── Erfasste Angaben

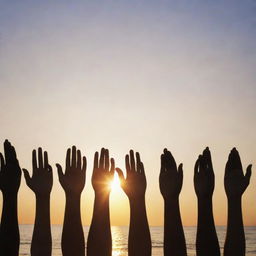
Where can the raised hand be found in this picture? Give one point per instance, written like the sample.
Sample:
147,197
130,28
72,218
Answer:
103,172
204,175
10,176
73,181
41,181
235,181
41,184
10,172
171,178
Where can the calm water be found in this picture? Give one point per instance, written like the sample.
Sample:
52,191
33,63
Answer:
120,235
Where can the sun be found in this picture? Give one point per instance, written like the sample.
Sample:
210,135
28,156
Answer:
115,184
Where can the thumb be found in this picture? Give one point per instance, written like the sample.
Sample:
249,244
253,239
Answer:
59,169
120,174
27,177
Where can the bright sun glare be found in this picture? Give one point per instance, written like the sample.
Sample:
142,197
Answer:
115,184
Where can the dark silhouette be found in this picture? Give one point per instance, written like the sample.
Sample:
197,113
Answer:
73,181
99,238
206,238
170,181
41,184
10,176
134,185
235,184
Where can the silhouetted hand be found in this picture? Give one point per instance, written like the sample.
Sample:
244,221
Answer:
103,172
171,178
204,175
135,183
73,180
10,172
41,180
235,181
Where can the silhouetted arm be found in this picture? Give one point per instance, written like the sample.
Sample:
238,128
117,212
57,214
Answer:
134,186
206,239
41,184
235,185
170,181
10,175
73,181
99,238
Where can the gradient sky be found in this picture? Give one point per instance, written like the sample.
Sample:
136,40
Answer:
144,74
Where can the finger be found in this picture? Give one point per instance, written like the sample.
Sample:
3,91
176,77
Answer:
127,165
34,160
68,159
96,161
132,160
102,156
248,174
170,161
112,167
79,160
60,172
84,164
40,158
46,164
138,162
120,175
1,160
73,158
162,169
106,162
27,177
196,167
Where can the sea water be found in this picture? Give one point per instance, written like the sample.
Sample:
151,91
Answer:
120,239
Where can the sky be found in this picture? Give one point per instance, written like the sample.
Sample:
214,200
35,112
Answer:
142,75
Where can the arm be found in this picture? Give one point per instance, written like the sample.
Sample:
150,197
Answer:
206,239
99,238
73,181
135,187
235,185
170,181
10,175
41,184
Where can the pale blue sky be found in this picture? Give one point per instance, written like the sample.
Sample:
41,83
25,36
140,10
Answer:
130,74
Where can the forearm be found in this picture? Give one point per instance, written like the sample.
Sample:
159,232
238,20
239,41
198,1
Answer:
206,239
72,235
235,239
99,238
9,230
139,234
174,239
42,240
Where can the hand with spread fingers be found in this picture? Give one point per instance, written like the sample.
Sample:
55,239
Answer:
100,243
103,172
73,180
10,172
171,178
10,176
206,239
41,184
41,180
134,185
235,181
204,175
170,183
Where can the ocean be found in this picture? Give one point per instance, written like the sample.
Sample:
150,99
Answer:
120,238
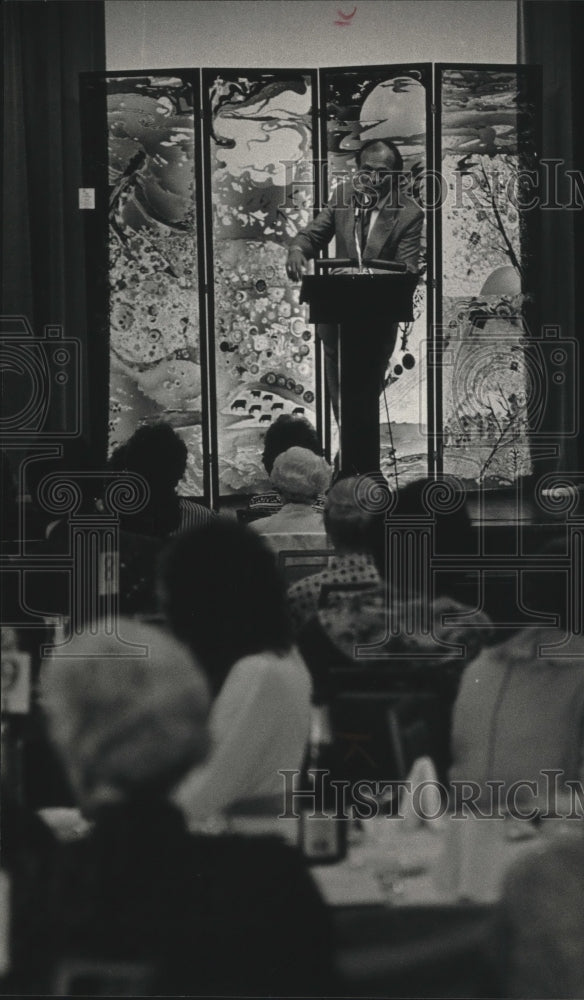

────

• Ziel der Übung:
Zeige alle Zeilen der Einträge, in denen die Zeichenfolge „silhouetted“ vorkommt. Groß- und Kleinschreibung zählt dabei.

• Lösung der Aufgabe:
Where can the silhouetted hand be found in this picture? Give one point per instance, written like the sample.
Where can the silhouetted arm be found in this picture? Give one point per instance, written like the sample.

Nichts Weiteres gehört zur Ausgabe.